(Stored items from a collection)
Start of Block
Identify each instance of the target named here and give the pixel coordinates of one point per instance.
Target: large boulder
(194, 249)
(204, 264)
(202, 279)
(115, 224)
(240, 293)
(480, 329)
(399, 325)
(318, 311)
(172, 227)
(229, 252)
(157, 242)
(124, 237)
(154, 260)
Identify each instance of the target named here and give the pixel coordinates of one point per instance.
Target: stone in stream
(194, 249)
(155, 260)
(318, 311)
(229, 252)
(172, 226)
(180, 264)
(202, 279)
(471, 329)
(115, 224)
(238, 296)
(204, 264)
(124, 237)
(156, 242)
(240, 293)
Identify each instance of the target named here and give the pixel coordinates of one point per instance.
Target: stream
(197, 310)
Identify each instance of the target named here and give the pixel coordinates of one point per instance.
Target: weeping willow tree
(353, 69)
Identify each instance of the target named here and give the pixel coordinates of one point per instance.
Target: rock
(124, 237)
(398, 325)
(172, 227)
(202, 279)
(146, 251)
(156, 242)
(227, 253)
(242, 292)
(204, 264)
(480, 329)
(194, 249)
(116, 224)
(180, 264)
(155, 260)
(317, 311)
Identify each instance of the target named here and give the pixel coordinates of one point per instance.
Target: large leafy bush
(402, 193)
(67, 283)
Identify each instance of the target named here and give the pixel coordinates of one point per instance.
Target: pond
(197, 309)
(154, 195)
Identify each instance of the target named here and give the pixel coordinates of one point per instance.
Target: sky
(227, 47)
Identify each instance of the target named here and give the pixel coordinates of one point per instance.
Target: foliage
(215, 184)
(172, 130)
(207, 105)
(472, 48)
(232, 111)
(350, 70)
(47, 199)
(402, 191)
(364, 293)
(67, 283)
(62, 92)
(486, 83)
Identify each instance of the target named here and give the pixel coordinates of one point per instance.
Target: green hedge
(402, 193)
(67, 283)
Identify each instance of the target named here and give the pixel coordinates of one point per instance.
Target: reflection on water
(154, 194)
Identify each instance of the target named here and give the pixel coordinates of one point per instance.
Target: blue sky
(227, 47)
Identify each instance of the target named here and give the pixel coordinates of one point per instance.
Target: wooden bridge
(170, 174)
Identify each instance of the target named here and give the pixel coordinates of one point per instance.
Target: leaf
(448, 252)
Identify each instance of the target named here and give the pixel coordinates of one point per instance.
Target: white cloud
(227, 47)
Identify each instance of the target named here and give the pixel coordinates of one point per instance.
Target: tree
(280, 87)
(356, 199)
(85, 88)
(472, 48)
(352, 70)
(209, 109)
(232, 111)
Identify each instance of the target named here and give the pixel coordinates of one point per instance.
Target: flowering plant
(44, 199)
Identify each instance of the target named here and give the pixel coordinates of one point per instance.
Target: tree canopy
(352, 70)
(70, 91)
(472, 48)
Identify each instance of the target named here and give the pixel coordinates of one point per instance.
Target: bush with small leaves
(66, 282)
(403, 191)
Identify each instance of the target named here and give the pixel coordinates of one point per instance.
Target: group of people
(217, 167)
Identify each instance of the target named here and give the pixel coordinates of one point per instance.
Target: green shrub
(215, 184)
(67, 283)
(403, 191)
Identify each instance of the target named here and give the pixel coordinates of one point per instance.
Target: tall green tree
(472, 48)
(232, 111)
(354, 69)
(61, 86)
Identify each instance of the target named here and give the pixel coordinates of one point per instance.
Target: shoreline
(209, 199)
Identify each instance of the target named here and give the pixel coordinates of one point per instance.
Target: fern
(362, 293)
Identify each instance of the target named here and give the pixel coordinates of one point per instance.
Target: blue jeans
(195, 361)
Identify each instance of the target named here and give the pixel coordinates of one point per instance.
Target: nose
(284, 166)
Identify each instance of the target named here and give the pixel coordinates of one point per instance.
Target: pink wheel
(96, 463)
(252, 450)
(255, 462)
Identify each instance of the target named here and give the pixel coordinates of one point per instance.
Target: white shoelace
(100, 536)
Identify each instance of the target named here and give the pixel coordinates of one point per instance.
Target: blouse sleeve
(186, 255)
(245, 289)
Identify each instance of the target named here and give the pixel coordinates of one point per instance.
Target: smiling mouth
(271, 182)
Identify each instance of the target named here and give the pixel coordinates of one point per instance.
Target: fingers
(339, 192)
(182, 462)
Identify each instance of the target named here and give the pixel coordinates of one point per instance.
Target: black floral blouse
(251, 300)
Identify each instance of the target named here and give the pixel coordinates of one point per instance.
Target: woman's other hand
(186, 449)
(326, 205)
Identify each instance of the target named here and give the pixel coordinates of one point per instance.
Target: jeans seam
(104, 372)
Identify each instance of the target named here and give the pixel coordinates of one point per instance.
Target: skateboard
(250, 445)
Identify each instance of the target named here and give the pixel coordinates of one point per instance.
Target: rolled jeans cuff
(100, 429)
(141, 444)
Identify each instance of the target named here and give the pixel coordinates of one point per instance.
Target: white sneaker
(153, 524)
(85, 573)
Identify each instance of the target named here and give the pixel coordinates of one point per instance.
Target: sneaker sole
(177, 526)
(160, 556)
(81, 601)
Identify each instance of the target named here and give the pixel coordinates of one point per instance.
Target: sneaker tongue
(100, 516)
End of Block
# [BRIEF]
Above are the entries; give them back verbatim.

# [PROBLEM SOLUTION]
Identify each instance of the target named here and give the pixel coordinates of one point per instance.
Target: large boulder
(194, 249)
(204, 264)
(202, 279)
(115, 224)
(240, 293)
(480, 329)
(399, 325)
(318, 311)
(172, 227)
(229, 252)
(157, 242)
(124, 237)
(154, 260)
Identify each instance of the target named here and give the pixel coordinates of one point per instance.
Target: stone in stream
(194, 249)
(155, 260)
(318, 311)
(229, 252)
(172, 226)
(180, 264)
(202, 279)
(471, 329)
(115, 224)
(238, 296)
(204, 264)
(124, 237)
(156, 242)
(240, 293)
Identify each instance of the target named here and give the pixel coordinates of one point per instance.
Target: stream
(197, 310)
Identify each instance of the target named here and give the pixel coordinates of one point per instance.
Target: weeping willow tree
(353, 69)
Identify each instance of the target named here and give the pixel coordinates of one point per instance.
Target: rock
(124, 237)
(398, 325)
(172, 227)
(202, 279)
(146, 251)
(156, 242)
(227, 253)
(242, 292)
(204, 264)
(480, 329)
(194, 249)
(116, 224)
(180, 264)
(155, 260)
(317, 311)
Identify each instance of the target named here and give the pixel coordinates of one point per instance.
Target: large leafy bush
(402, 193)
(67, 283)
Identify each instance of the target named here and give the pixel coordinates of one point per instance.
Target: pond
(197, 309)
(154, 195)
Identify each instance of the target named here and give the pixel coordinates of one point per instance.
Target: sky
(227, 47)
Identify each instance of the target named here and give the pixel coordinates of one point per instance.
Target: foliage
(215, 184)
(172, 130)
(207, 105)
(472, 48)
(232, 111)
(350, 70)
(47, 199)
(402, 191)
(364, 293)
(67, 283)
(62, 92)
(486, 83)
Identify each instance of the target named here and give the pixel coordinates of one point per instance.
Target: green hedge
(402, 193)
(67, 283)
Identify each instance of the target named here and give the pixel coordinates of one point per instance.
Target: reflection on water
(154, 194)
Identify each instance of the target named here and give the pixel coordinates of one point per instance.
Target: blue sky
(227, 47)
Identify each instance of the target named here and give the pixel coordinates of one point per instance.
Target: wooden bridge
(170, 174)
Identify each instance of the target named here and give the pixel coordinates of one point per instance.
Target: leaf
(448, 252)
Identify each instance of the target named here and give the pixel coordinates of one point per instance.
Target: white cloud
(227, 47)
Identify each instance of the target named here and give the pixel coordinates of one point per instance.
Target: tree
(280, 87)
(356, 199)
(85, 88)
(472, 48)
(352, 70)
(209, 109)
(232, 111)
Identify each instance of the target named here and give the pixel coordinates of one point per instance.
Target: flowering plant
(44, 199)
Identify each instance of the target named here and give the pixel coordinates of one point per instance.
Target: tree canopy
(352, 70)
(70, 91)
(472, 48)
Identify each instance of the target named here and give the pixel coordinates of one point per instance.
Target: bush with small leaves
(66, 282)
(403, 191)
Identify each instance of the target named here and give the pixel coordinates of one point per instance.
Target: group of people
(217, 167)
Identify each instance of the target named here and give the pixel coordinates of one point per instance.
Target: green shrub
(215, 184)
(67, 283)
(403, 191)
Identify each instance of the target named here and give the pixel coordinates of one point per instance.
Target: tall green tree
(472, 48)
(232, 111)
(354, 69)
(61, 86)
Identify each instance of the target named here and give the pixel coordinates of one point per instance.
Target: shoreline
(209, 199)
Identify each instance of the target named here and give the pixel coordinates of one point per instance.
Target: fern
(362, 293)
Identify each instance of the target named here and give the pixel coordinates of one point per instance.
Target: blue jeans
(195, 361)
Identify each instance of the target named here and give the pixel coordinates of one point per instance.
Target: nose
(284, 166)
Identify each instance of the target named here and give the pixel coordinates of one point per instance.
Target: pink wheel
(96, 463)
(252, 450)
(255, 462)
Identify each instance of the target named here and give the pixel coordinates of one point per instance.
Target: white shoelace
(100, 536)
Identify each instance of the target named here and give the pixel coordinates of one point per instance.
Target: blouse sleeve
(186, 255)
(245, 289)
Identify each instance of the target named here and give the pixel coordinates of one point per instance.
Target: smiling mouth
(271, 182)
Identify each instance of the target named here and give the pixel coordinates of one point per instance.
Target: fingers
(339, 192)
(182, 462)
Identify each instance of the target named here and give the pixel coordinates of one point per instance.
Target: black floral blouse
(251, 300)
Identify each instance of the target named here and give the pixel coordinates of one point per instance.
Target: woman's other hand
(186, 449)
(326, 205)
Identify each instance of the target named here and give the pixel coordinates of one point per instance.
Target: jeans seam
(104, 372)
Identify each instance of the target named here and give the pixel coordinates of one point per instance.
Target: skateboard
(250, 445)
Identify each instance of the target named here and give the pixel coordinates of one point per instance.
Target: rolled jeans cuff
(100, 429)
(141, 444)
Identify each instance of the target named here and give the pixel coordinates of one point per instance.
Target: white sneaker
(153, 524)
(85, 573)
Identify each instance of the target named here and give the pixel coordinates of one point per instance.
Target: sneaker sole
(177, 526)
(160, 556)
(81, 601)
Identify each instance of the target named here and give the pixel coordinates of one point per instance.
Target: sneaker tongue
(100, 516)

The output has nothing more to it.